**THE TASK**.
Answer these questions about the page text on knowing God:
(a) What do the men say they will follow, and how far?
(b) Of what does the text call the true God the source?
(c) What sign marks the woods in the hunting comparison?

**PAGE TEXT**.

Yet these same men to whom we must testify that they know God, must also be told that they do not know God. They walk in the midst of this world which is an exhibition house of the glories and splendors of God, full as it is of the works of His hands, and they ask, mind you, whether God exists. They profess to be open-minded on the question. They say that they will follow the facts wherever these may lead them. But invariably they refuse to follow these facts. They constantly conclude that God does not exist. Even when they conclude that a god exists and that with great probability, they are virtually saying that God does not exist. For the true God is not surrounded by, but is the source of possibility. He could not possibly not exist. We cannot intelligently think away God’s existence.

When working in the laboratory as scientists, men act as though they are not dealing with materials that belong to God. They are like a thief who, entering into your home and exploring all kinds of things within it, claims that the question of the ownership of the house is of no concern to him. They are like those who go ahunting in a woods clearly marked “No Gunning,” without a permit from the owner.

(Records)
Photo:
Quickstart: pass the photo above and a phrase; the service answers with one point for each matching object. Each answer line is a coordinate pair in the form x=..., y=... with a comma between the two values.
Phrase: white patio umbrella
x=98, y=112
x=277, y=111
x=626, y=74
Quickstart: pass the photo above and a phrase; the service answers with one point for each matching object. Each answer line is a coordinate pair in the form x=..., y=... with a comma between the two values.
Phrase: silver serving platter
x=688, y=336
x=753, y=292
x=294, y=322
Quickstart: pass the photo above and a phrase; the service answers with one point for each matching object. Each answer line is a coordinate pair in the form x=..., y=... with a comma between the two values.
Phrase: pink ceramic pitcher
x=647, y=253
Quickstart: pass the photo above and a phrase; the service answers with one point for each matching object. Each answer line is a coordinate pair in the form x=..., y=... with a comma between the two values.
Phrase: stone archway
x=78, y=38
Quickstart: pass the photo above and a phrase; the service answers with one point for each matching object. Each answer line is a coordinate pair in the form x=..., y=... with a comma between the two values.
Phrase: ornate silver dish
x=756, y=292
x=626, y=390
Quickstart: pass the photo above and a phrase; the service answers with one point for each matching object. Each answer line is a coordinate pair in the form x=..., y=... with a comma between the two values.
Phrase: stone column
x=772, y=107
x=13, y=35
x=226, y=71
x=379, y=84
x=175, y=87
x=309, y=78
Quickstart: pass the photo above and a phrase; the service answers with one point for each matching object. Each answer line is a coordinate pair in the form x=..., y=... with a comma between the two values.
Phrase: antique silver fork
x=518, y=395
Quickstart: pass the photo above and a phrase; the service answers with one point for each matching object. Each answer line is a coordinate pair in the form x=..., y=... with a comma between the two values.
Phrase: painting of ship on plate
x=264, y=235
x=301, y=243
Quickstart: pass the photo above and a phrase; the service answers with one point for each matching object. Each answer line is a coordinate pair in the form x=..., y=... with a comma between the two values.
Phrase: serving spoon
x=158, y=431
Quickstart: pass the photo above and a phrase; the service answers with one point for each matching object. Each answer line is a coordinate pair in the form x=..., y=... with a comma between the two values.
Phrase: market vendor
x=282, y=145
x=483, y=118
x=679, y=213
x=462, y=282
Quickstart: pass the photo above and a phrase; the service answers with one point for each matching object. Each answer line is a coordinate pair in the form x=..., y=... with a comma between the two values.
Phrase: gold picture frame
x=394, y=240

**RESULT OF THIS EXERCISE**.
(a) They say they will follow the facts wherever these may lead them.
(b) The true God is the source of possibility.
(c) The woods are clearly marked "No Gunning."